**The problem**.
Exactly the lines from the one containing "Tag the postmark" through the end of the entries, both ends included, are to be output.

**Available records**.

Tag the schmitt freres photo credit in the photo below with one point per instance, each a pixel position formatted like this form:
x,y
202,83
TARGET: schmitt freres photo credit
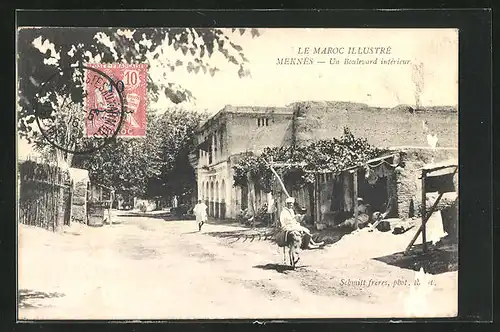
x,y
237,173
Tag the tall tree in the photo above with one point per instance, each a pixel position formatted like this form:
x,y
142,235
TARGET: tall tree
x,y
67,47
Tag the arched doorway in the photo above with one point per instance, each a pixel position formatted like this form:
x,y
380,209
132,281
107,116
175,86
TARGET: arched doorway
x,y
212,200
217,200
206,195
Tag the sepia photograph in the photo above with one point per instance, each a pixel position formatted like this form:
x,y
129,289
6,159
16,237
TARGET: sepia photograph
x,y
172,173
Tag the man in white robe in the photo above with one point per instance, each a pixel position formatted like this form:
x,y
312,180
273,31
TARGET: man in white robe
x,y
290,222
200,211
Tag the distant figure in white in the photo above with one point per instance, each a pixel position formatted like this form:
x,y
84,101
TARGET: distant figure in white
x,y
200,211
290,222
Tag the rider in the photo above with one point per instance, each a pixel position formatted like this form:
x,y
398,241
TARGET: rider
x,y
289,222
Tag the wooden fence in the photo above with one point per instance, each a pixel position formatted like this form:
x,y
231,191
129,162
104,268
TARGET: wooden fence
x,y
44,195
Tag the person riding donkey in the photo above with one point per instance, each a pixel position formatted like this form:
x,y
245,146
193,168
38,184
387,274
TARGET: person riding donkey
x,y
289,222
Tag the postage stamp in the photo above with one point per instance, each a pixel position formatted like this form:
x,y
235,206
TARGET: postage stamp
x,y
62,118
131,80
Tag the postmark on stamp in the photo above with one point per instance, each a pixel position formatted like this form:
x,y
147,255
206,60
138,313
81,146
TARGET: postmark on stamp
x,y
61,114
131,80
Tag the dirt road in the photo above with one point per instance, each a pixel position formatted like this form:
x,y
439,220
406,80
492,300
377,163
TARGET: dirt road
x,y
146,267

**Written solution**.
Tag the postmark on stamp in the photo above with one point per instance, each a pixel position formatted like this form:
x,y
147,255
206,60
138,313
81,146
TARGET: postmark on stamp
x,y
61,114
131,80
Tag the dirt road in the photo above with one point per instance, each a pixel position formatted like this form:
x,y
439,220
406,80
492,300
377,163
TARGET: dirt road
x,y
146,267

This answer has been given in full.